Coordinate labeling data

****************

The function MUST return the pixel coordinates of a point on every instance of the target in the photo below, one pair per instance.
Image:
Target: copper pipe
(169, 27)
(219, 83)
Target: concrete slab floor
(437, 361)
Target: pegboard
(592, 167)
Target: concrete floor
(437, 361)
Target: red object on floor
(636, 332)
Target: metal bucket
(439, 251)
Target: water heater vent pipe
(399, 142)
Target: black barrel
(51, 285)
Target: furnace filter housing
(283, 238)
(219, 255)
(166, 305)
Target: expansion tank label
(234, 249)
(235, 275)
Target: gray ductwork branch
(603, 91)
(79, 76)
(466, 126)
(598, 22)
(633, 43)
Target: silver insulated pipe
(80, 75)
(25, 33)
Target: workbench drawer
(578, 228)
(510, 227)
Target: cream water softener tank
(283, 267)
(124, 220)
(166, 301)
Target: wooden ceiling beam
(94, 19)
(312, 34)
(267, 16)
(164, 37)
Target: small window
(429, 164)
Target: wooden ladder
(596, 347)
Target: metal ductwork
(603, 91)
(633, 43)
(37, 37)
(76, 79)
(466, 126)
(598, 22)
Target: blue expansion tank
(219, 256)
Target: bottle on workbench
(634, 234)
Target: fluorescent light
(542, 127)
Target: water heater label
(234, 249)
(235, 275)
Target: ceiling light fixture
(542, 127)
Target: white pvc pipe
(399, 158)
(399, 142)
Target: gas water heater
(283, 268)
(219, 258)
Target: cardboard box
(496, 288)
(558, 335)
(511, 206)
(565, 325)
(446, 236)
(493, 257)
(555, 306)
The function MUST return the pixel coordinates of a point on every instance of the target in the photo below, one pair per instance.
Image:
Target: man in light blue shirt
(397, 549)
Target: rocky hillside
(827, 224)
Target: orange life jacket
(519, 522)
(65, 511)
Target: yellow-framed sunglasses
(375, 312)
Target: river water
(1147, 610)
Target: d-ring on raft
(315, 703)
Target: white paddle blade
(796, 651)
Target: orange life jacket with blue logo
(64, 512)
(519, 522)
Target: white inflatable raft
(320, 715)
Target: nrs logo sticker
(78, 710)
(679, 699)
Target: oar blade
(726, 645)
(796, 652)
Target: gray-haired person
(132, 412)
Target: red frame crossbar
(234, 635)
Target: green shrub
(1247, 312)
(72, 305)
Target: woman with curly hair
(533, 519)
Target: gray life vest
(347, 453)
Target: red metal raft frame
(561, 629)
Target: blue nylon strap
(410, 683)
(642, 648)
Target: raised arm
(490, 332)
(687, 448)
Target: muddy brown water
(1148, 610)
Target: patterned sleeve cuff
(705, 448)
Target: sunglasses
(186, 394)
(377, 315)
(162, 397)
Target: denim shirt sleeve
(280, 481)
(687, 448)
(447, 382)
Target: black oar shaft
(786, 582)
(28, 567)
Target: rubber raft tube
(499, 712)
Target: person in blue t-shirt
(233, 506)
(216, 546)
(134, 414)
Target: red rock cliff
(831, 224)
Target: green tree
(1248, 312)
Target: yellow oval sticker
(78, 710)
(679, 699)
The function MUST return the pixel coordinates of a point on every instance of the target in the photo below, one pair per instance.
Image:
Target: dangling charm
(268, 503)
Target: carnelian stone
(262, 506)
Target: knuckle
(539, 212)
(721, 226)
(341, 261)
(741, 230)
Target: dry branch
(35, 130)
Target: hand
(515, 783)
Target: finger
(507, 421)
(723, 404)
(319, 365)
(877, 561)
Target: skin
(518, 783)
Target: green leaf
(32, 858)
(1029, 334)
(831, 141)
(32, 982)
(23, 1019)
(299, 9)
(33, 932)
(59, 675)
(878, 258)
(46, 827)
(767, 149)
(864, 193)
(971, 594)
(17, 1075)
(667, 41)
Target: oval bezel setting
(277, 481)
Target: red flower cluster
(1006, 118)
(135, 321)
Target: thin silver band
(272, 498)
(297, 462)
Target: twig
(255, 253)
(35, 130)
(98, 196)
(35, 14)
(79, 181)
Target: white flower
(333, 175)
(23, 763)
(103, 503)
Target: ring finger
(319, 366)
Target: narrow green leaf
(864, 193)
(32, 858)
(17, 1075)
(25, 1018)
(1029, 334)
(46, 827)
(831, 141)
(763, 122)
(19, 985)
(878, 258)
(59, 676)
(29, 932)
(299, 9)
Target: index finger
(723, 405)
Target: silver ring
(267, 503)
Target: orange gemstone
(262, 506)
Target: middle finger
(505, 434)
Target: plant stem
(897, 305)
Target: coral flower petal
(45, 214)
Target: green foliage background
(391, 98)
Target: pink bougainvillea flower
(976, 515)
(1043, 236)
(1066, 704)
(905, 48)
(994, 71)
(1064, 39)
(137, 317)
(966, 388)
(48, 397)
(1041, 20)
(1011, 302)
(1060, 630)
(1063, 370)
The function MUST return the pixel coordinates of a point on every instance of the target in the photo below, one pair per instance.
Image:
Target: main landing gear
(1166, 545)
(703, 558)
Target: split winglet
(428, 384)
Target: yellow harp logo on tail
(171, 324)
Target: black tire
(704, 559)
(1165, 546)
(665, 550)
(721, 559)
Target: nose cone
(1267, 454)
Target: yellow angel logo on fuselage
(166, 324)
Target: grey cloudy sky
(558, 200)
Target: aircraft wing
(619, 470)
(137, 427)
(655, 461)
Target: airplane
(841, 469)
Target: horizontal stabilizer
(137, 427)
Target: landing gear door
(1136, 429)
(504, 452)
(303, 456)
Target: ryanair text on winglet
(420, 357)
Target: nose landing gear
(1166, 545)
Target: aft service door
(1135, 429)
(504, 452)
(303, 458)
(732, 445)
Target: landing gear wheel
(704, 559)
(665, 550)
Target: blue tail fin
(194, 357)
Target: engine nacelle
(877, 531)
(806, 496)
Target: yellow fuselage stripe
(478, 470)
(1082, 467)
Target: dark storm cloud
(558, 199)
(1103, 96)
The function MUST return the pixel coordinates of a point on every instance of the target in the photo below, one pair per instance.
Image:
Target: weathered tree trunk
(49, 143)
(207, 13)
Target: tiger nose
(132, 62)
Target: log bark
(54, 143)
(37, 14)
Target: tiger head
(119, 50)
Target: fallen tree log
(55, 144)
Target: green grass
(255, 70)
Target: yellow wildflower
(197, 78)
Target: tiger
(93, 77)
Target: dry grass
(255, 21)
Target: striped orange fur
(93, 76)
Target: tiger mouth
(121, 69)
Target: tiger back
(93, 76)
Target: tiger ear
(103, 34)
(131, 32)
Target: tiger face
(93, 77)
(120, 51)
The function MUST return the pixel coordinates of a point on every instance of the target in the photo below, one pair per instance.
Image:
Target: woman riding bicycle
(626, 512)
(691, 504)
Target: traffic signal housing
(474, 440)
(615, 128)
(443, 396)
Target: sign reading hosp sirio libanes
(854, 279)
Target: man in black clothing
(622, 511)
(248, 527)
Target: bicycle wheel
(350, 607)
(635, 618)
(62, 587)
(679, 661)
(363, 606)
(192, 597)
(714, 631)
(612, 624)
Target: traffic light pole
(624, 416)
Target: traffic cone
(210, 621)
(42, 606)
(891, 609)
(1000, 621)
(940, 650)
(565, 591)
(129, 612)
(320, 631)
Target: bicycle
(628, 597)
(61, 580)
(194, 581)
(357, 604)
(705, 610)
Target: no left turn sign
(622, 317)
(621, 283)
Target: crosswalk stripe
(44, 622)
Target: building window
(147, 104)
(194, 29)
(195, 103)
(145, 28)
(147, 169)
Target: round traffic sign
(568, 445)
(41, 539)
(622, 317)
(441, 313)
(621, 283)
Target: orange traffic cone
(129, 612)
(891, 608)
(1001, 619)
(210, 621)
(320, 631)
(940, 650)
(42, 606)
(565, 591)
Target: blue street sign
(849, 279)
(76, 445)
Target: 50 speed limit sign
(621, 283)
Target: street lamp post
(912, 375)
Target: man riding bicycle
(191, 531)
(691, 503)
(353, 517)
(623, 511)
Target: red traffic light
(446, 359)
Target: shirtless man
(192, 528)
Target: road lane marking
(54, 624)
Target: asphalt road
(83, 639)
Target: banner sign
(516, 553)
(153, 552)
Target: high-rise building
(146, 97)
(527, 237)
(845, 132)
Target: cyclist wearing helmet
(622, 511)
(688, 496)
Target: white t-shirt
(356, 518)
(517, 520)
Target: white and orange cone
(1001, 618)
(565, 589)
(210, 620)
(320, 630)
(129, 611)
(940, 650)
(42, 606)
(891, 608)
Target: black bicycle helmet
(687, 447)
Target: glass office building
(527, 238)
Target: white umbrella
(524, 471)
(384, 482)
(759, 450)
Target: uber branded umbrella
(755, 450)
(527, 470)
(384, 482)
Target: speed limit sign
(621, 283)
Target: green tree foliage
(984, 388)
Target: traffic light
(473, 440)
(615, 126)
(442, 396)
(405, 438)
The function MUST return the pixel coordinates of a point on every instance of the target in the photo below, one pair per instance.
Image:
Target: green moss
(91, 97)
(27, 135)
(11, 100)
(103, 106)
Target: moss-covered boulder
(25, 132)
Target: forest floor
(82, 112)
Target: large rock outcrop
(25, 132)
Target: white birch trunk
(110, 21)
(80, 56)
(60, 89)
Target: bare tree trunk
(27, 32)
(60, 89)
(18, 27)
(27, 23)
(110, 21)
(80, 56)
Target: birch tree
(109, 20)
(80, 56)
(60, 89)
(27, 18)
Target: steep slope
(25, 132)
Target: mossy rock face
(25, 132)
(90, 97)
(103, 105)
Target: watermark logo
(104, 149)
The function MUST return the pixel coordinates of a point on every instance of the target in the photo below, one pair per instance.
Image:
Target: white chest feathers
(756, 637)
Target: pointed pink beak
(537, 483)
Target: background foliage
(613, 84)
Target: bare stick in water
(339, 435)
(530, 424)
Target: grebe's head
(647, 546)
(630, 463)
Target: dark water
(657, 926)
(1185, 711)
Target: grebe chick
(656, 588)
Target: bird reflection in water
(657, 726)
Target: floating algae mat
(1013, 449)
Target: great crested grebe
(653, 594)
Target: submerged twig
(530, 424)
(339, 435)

****************

Your goal =>
Every line from the line containing "Target: red traffic light" to the last line of the material above must be repeated exactly, and no other line.

Correct output =>
Target: red traffic light
(446, 359)
Target: shirtless man
(192, 528)
Target: road lane marking
(54, 624)
Target: asphalt road
(83, 639)
Target: banner sign
(516, 553)
(153, 552)
Target: high-rise building
(146, 97)
(527, 237)
(845, 132)
Target: cyclist wearing helmet
(622, 511)
(688, 496)
Target: white t-shirt
(356, 518)
(517, 520)
Target: white and orange cone
(1001, 618)
(565, 589)
(210, 620)
(320, 630)
(129, 611)
(940, 650)
(42, 606)
(891, 608)
Target: black bicycle helmet
(687, 447)
Target: glass office building
(527, 238)
Target: white umbrella
(524, 471)
(384, 482)
(759, 450)
Target: uber branded umbrella
(755, 450)
(527, 470)
(384, 482)
Target: speed limit sign
(621, 283)
Target: green tree foliage
(984, 388)
Target: traffic light
(473, 440)
(615, 126)
(442, 396)
(405, 438)
The function MUST return the pixel coordinates of a point on every instance of the target in the photo below, one pair per instance.
Image:
Target: green moss
(91, 97)
(27, 135)
(11, 100)
(103, 106)
Target: moss-covered boulder
(25, 132)
Target: forest floor
(82, 112)
Target: large rock outcrop
(25, 132)
Target: white birch trunk
(110, 21)
(80, 56)
(60, 89)
Target: bare tree trunk
(27, 32)
(60, 89)
(18, 27)
(27, 23)
(110, 21)
(80, 56)
Target: birch tree
(109, 20)
(80, 56)
(60, 89)
(27, 18)
Target: steep slope
(25, 132)
Target: mossy rock face
(25, 132)
(90, 97)
(103, 105)
Target: watermark logo
(104, 149)
The function MUST return the pixel coordinates of a point on every instance of the target in the photo below, one pair per instance.
Image:
Target: white chest feathers
(756, 637)
Target: pointed pink beak
(537, 483)
Target: background foliage
(613, 84)
Target: bare stick in water
(339, 435)
(530, 424)
Target: grebe's head
(647, 546)
(630, 463)
Target: dark water
(657, 926)
(1185, 711)
Target: grebe chick
(656, 588)
Target: bird reflection in water
(657, 726)
Target: floating algae mat
(1013, 449)
Target: great crested grebe
(653, 594)
Target: submerged twig
(530, 424)
(339, 435)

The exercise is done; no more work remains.